──────── Passage

A "Behavior Support Plan" (BSP) is a plan that assists a member in building positive behaviors to replace or reduce a challenging/dangerous behavior.  This plan may include teaching, improved communication, increasing relationships, and using clinical interventions.

We've compiled the following downloadable training materials and additional information to help you develop a behavior support plan for residents in your facility.

MS Word Document Behavioral Support Plan Glossary
MS Word Document  Behavioral Support Plan Blank Form
MS Word Document Behavioral Support Plan Workbook
MS Word Document Behavioral Support Plan Tracking Log
MS Excel Document Behavioral Support Plan Checklist


Behavior Support Plan Tips

  • When behavior is challenging, rule out heath issues such as acute illness, pain, or discomfort.  
  • Behaviors have meaning: they serve a specific purpose, function or unmet need.
  • The meaning or purpose of a behavior may sometimes be challenging to determine; we need to be detectives and gather a team to develop understanding of the behavior.
  • Then we can develop strategies, interventions and positive supports based on our understanding of the member. 
  • Some member’s behaviors have been longstanding and impacting them may take time, reinforcement, and encouragement.
  • If behaviors cause trouble, a Behavior Support Plan should be written. 
  • Keep Behavior Support Plans simple--they are the easiest to implement, evaluate, and often are the most effective.
  • Behavior Support Plans must be member centered and specific to the individual member.

────────────────
──────── Excerpted records

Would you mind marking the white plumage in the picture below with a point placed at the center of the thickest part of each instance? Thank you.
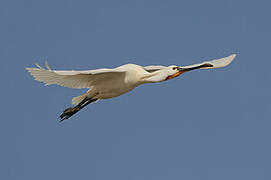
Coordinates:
(108, 83)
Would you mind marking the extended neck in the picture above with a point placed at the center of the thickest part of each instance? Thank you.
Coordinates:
(154, 77)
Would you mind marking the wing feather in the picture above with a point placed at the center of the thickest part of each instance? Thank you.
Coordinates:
(72, 79)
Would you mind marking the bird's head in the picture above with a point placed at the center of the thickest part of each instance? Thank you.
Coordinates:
(174, 71)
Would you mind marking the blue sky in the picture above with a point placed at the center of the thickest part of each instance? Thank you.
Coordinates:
(203, 125)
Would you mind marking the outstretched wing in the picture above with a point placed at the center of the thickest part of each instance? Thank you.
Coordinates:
(73, 79)
(151, 69)
(216, 63)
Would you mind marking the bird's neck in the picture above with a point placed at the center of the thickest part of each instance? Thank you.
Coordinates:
(154, 77)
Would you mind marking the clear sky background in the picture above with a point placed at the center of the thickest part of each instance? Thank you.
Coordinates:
(203, 125)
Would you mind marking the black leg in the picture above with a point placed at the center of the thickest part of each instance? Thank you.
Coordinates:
(72, 110)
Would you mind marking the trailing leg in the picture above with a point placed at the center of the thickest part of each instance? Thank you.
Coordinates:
(72, 110)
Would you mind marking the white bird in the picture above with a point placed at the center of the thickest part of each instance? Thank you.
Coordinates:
(109, 83)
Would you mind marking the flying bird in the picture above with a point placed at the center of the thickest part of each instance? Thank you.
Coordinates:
(108, 83)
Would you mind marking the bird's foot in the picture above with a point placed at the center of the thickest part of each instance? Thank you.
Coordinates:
(68, 113)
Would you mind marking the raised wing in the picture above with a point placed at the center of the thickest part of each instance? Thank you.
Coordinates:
(216, 63)
(151, 69)
(73, 79)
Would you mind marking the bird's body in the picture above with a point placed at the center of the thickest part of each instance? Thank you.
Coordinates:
(109, 83)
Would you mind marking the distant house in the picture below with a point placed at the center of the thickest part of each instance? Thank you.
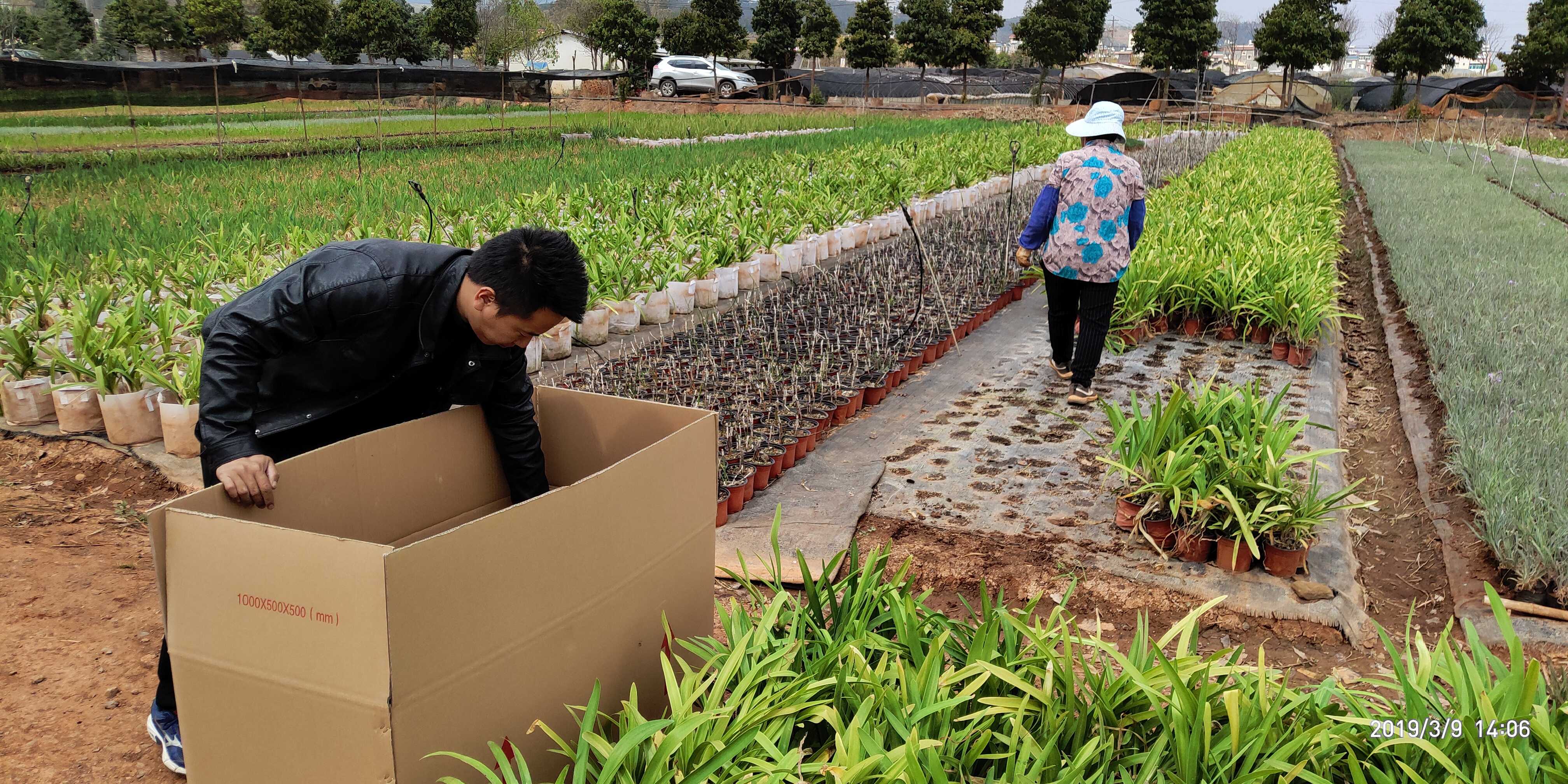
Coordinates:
(570, 54)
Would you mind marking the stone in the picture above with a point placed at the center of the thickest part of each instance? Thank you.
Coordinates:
(1311, 592)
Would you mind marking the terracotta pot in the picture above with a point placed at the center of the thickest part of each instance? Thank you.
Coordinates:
(706, 292)
(764, 474)
(77, 408)
(1194, 548)
(654, 308)
(27, 402)
(1283, 564)
(132, 418)
(179, 429)
(738, 496)
(557, 342)
(595, 328)
(623, 317)
(769, 267)
(750, 275)
(1161, 530)
(1125, 513)
(1233, 556)
(682, 297)
(875, 396)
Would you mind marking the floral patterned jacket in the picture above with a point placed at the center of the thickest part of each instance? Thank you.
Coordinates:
(1090, 214)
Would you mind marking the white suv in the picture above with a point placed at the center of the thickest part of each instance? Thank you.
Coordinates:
(679, 74)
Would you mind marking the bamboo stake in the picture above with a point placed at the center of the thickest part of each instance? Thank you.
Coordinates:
(303, 126)
(135, 137)
(1536, 609)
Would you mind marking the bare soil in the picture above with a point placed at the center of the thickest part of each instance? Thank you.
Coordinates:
(80, 629)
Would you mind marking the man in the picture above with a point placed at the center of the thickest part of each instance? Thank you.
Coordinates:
(1087, 243)
(366, 334)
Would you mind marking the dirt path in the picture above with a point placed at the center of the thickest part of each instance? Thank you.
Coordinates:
(80, 617)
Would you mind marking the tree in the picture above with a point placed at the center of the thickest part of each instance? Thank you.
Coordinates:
(215, 24)
(1428, 35)
(974, 24)
(109, 46)
(63, 29)
(628, 33)
(819, 33)
(289, 27)
(927, 35)
(1060, 33)
(153, 24)
(716, 30)
(1175, 33)
(777, 24)
(18, 29)
(1542, 54)
(1299, 33)
(452, 24)
(415, 44)
(512, 29)
(869, 38)
(579, 18)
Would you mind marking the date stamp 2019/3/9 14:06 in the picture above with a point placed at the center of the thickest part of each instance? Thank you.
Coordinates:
(1435, 728)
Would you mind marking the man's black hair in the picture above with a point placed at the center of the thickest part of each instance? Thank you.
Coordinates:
(532, 269)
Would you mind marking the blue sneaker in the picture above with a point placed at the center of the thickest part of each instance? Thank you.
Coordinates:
(165, 730)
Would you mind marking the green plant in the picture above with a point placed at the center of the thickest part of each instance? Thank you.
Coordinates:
(855, 679)
(178, 374)
(19, 350)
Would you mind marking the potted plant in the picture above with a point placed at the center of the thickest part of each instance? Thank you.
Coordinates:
(179, 375)
(26, 394)
(1308, 509)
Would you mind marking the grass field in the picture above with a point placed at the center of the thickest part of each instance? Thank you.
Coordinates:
(153, 209)
(1482, 276)
(52, 140)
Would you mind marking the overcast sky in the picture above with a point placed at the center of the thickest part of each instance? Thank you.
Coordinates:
(1509, 15)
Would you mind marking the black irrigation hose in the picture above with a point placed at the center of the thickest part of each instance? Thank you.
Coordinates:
(430, 212)
(919, 289)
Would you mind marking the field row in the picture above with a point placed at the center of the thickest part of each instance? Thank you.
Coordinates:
(1492, 314)
(43, 146)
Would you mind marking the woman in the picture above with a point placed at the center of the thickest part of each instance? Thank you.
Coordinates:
(1089, 220)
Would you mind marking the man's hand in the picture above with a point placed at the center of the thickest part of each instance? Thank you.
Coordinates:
(250, 480)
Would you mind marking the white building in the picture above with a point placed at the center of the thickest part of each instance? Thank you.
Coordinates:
(562, 52)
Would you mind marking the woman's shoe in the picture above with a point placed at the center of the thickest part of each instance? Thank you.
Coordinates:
(1081, 396)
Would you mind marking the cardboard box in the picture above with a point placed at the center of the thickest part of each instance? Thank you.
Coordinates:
(396, 604)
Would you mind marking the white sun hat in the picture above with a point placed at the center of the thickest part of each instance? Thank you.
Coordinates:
(1100, 120)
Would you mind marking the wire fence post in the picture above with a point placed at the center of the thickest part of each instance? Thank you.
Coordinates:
(217, 109)
(303, 126)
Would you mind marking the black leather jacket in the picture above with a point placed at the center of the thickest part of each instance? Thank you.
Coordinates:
(338, 327)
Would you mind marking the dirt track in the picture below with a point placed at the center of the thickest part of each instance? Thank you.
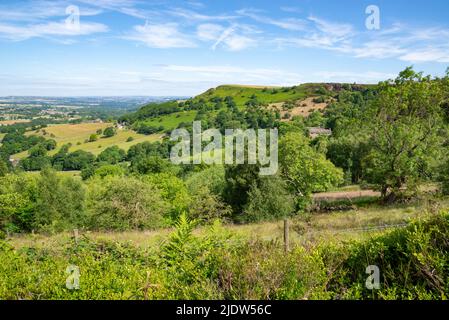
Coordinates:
(345, 195)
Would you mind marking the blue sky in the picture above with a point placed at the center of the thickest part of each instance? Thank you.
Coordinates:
(158, 47)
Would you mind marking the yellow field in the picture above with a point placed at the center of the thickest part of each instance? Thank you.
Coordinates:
(77, 134)
(8, 122)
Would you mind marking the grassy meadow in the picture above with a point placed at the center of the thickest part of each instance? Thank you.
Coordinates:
(171, 121)
(77, 134)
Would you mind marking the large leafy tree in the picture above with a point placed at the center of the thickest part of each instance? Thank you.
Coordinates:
(305, 169)
(406, 132)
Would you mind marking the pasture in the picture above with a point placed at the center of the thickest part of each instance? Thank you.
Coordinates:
(78, 134)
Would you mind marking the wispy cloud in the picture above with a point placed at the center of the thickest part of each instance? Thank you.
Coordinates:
(161, 36)
(284, 23)
(40, 10)
(357, 77)
(398, 42)
(19, 33)
(191, 15)
(231, 37)
(234, 74)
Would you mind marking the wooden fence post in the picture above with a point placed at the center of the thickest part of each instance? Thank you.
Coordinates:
(286, 239)
(75, 235)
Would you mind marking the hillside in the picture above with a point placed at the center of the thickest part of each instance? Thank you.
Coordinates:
(284, 102)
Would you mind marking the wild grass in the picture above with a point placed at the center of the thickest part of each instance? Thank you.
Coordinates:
(361, 223)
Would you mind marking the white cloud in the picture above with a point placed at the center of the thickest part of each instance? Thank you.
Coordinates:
(357, 77)
(18, 33)
(40, 10)
(191, 15)
(234, 74)
(284, 23)
(397, 42)
(209, 31)
(161, 36)
(425, 55)
(230, 38)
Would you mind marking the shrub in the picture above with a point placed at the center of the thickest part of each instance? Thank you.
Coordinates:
(117, 203)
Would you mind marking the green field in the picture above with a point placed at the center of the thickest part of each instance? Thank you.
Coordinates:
(242, 94)
(77, 134)
(171, 121)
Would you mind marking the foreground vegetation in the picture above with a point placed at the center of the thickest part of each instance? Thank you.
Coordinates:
(390, 139)
(413, 262)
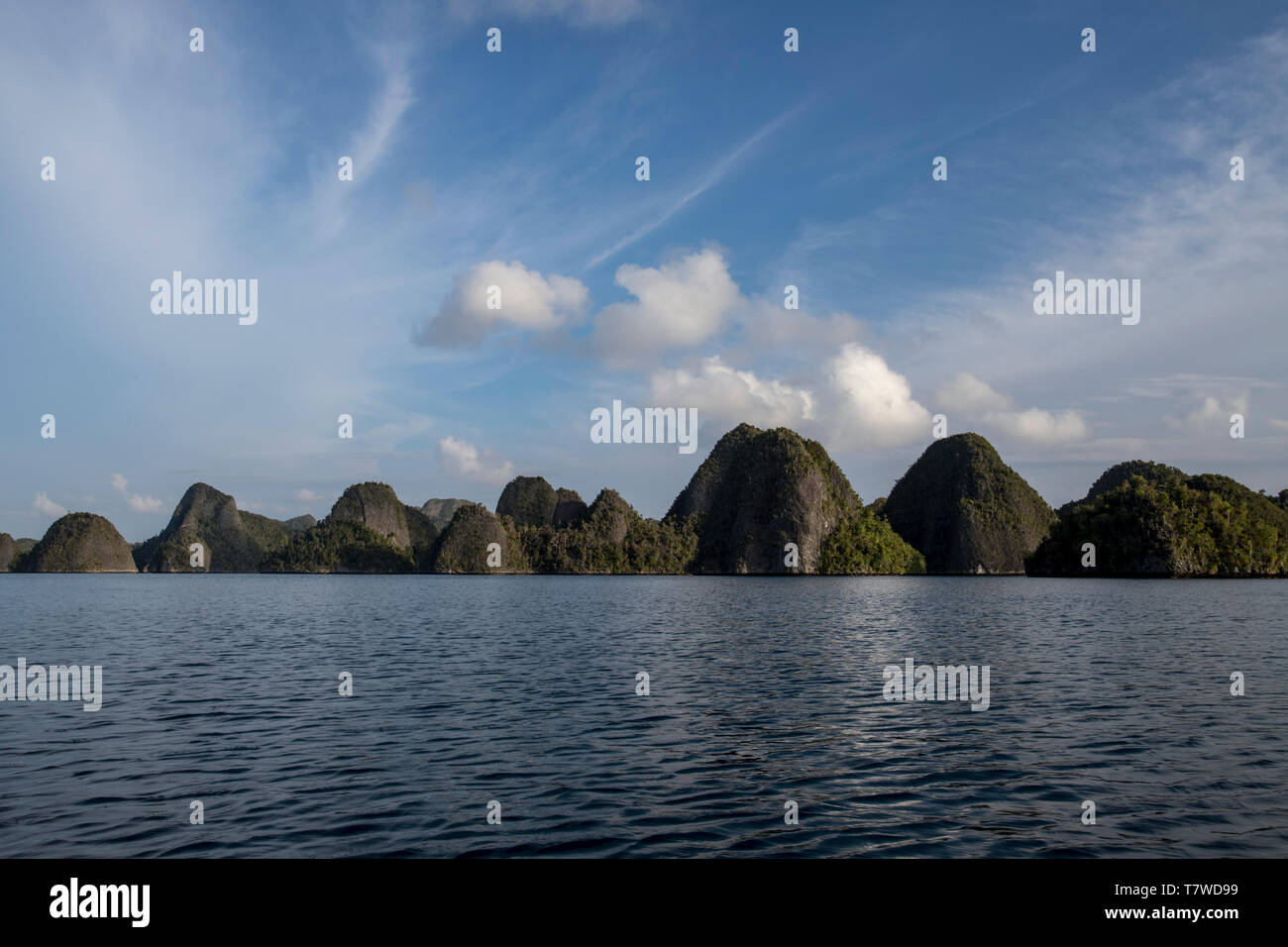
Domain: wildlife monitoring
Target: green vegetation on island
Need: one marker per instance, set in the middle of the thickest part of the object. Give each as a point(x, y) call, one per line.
point(1150, 519)
point(966, 510)
point(763, 502)
point(78, 543)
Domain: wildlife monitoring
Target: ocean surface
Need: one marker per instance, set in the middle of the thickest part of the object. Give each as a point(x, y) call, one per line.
point(522, 690)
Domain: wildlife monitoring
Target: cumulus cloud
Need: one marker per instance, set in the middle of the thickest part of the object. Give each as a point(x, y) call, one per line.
point(678, 304)
point(140, 504)
point(975, 399)
point(527, 302)
point(43, 504)
point(862, 401)
point(464, 459)
point(872, 403)
point(1214, 412)
point(719, 390)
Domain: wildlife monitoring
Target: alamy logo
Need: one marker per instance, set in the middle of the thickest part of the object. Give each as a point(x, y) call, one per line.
point(55, 684)
point(653, 425)
point(1087, 298)
point(102, 900)
point(913, 682)
point(179, 296)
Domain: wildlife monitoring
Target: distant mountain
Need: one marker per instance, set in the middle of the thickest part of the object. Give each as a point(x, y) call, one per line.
point(609, 538)
point(233, 540)
point(528, 501)
point(763, 501)
point(369, 530)
point(8, 551)
point(463, 547)
point(78, 543)
point(441, 512)
point(532, 501)
point(1151, 519)
point(966, 510)
point(761, 489)
point(570, 508)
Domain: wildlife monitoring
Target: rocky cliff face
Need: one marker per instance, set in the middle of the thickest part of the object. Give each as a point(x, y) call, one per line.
point(441, 512)
point(80, 543)
point(463, 547)
point(966, 510)
point(232, 540)
point(528, 501)
point(570, 508)
point(610, 538)
point(376, 506)
point(8, 551)
point(1149, 519)
point(758, 491)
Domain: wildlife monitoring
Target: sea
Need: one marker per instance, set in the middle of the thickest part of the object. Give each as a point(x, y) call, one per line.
point(246, 715)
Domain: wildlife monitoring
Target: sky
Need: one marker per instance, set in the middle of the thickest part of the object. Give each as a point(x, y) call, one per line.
point(518, 169)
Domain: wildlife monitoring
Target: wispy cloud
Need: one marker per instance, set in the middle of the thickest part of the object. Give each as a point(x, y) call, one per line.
point(713, 176)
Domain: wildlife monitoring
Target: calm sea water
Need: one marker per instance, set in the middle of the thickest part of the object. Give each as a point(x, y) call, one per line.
point(522, 690)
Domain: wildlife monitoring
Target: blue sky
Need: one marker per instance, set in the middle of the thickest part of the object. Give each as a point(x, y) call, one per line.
point(518, 169)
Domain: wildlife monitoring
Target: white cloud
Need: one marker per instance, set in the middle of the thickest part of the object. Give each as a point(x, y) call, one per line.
point(682, 303)
point(1211, 414)
point(719, 390)
point(465, 460)
point(528, 302)
point(145, 504)
point(140, 504)
point(1041, 427)
point(43, 504)
point(975, 399)
point(971, 395)
point(872, 405)
point(576, 12)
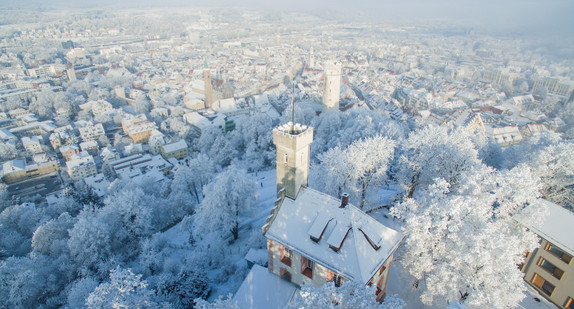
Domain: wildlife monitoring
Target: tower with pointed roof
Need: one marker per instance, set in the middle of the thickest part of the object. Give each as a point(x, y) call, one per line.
point(332, 86)
point(208, 86)
point(293, 142)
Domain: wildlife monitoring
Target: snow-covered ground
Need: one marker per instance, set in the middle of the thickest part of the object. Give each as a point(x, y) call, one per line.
point(227, 279)
point(399, 283)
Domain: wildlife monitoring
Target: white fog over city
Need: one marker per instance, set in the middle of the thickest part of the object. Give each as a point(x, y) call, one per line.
point(295, 154)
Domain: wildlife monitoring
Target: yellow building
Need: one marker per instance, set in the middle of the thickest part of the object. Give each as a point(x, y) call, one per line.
point(549, 268)
point(17, 170)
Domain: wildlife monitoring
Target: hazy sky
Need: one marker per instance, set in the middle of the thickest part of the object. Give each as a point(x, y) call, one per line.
point(538, 17)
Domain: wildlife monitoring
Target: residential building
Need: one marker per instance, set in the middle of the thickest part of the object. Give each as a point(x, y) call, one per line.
point(316, 238)
point(68, 151)
point(90, 131)
point(550, 267)
point(176, 150)
point(138, 128)
point(17, 170)
point(32, 144)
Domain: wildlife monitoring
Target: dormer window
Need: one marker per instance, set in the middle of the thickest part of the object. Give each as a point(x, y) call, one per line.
point(286, 255)
point(307, 267)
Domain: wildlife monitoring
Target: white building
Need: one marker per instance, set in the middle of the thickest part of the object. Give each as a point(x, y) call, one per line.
point(82, 165)
point(32, 144)
point(332, 86)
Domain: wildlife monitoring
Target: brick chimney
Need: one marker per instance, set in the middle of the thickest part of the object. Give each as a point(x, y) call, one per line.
point(344, 200)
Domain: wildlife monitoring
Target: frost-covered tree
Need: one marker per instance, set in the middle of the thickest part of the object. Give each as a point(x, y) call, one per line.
point(350, 295)
point(461, 240)
point(227, 198)
point(182, 289)
point(216, 145)
point(190, 177)
point(356, 168)
point(219, 303)
point(434, 152)
point(79, 290)
point(51, 237)
point(124, 290)
point(555, 167)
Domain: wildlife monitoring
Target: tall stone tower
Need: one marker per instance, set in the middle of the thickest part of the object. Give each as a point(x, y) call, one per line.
point(311, 59)
point(208, 86)
point(332, 86)
point(293, 143)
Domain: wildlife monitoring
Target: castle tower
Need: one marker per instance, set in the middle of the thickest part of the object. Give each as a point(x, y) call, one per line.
point(293, 143)
point(208, 86)
point(71, 72)
point(311, 58)
point(332, 86)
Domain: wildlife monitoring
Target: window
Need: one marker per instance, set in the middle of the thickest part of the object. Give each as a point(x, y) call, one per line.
point(286, 255)
point(307, 267)
point(338, 280)
point(555, 271)
point(544, 285)
point(559, 253)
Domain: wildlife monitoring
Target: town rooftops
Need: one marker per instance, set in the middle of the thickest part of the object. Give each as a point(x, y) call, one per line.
point(556, 227)
point(342, 239)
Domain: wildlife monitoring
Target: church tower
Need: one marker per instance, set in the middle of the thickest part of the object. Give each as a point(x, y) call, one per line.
point(332, 86)
point(293, 143)
point(208, 87)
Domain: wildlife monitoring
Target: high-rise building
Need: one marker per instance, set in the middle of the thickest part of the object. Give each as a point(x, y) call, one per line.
point(332, 86)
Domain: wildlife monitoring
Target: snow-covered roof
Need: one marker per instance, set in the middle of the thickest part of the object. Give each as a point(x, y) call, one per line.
point(557, 227)
point(363, 243)
point(262, 289)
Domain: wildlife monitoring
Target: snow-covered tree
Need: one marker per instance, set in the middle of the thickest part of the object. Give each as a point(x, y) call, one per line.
point(434, 152)
point(124, 290)
point(79, 290)
point(227, 198)
point(182, 289)
point(356, 168)
point(555, 167)
point(190, 177)
point(461, 240)
point(350, 295)
point(219, 303)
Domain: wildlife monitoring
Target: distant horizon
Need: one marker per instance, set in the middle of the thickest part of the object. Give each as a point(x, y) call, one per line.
point(529, 16)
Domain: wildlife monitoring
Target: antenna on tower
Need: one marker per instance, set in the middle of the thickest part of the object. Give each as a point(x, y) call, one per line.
point(293, 110)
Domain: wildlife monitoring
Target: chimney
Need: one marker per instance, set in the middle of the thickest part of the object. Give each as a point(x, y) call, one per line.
point(344, 200)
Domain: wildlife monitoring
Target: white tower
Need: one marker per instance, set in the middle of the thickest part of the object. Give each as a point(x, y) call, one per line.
point(293, 143)
point(332, 86)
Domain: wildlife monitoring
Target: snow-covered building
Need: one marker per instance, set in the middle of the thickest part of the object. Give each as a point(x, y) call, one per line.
point(138, 128)
point(82, 165)
point(177, 149)
point(316, 238)
point(549, 268)
point(90, 131)
point(17, 170)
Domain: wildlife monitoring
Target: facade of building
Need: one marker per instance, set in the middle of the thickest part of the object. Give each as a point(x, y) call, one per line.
point(550, 267)
point(176, 150)
point(138, 128)
point(90, 131)
point(316, 238)
point(82, 165)
point(32, 144)
point(17, 170)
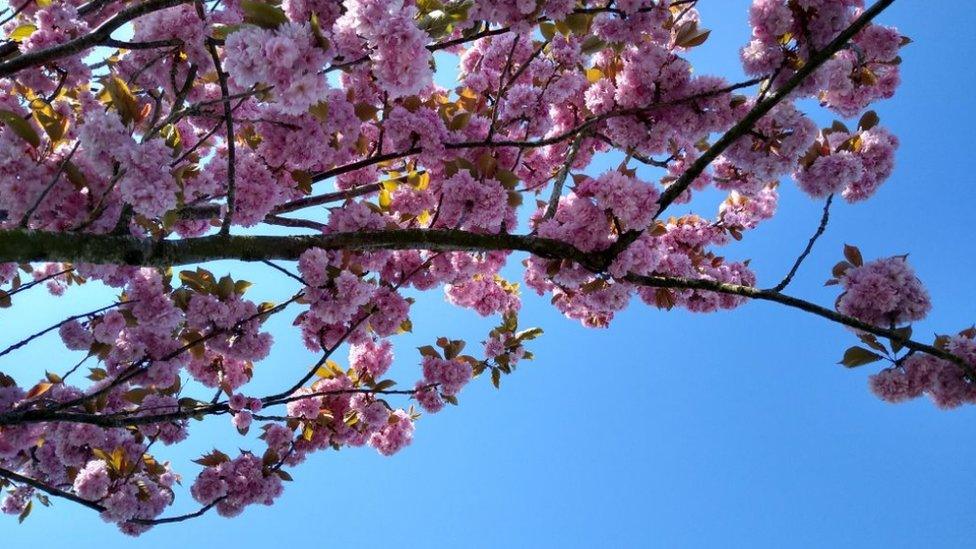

────────────────

**Exercise set:**
1. List each downloadable document named in the page on behavior support plans, along with its file type.
2. Go on with the page on behavior support plans, starting after its final tip.

**Outputs by task:**
1.
- Behavioral Support Plan Glossary (MS Word)
- Behavioral Support Plan Blank Form (MS Word)
- Behavioral Support Plan Workbook (MS Word)
- Behavioral Support Plan Tracking Log (MS Word)
- Behavioral Support Plan Checklist (MS Excel)

2.
  • Target specific behaviors, address the purpose, function or need that the behaviors reflect.
    • Can we accommodate the behavior?
    • Can we add supports to the environments?
    • Can we teach the member new skills, ways to communicate more effectively?
  • Restrictive measures that limit voluntary movement, isolate the member, or use protective equipment that the member cannot easily remove are the most restrictive measures.  They are allowed only with prior approval, when all other supports and interventions have failed.
  • Member rights limitations and denials may be part of the Behavior Support Plan with proper approval and documentation.
  • If a Behavior Support Plan proves to be ineffective, document the supports and interventions that are ineffective and address other possibilities.
  • Reviewing and adjusting Behavior Support Plans to elicit the best outcome is the goal.
  • Decide the review date for a Behavior Support Plan when it is written. The plan may be reviewed sooner if needed, but give the plan a chance to be effective.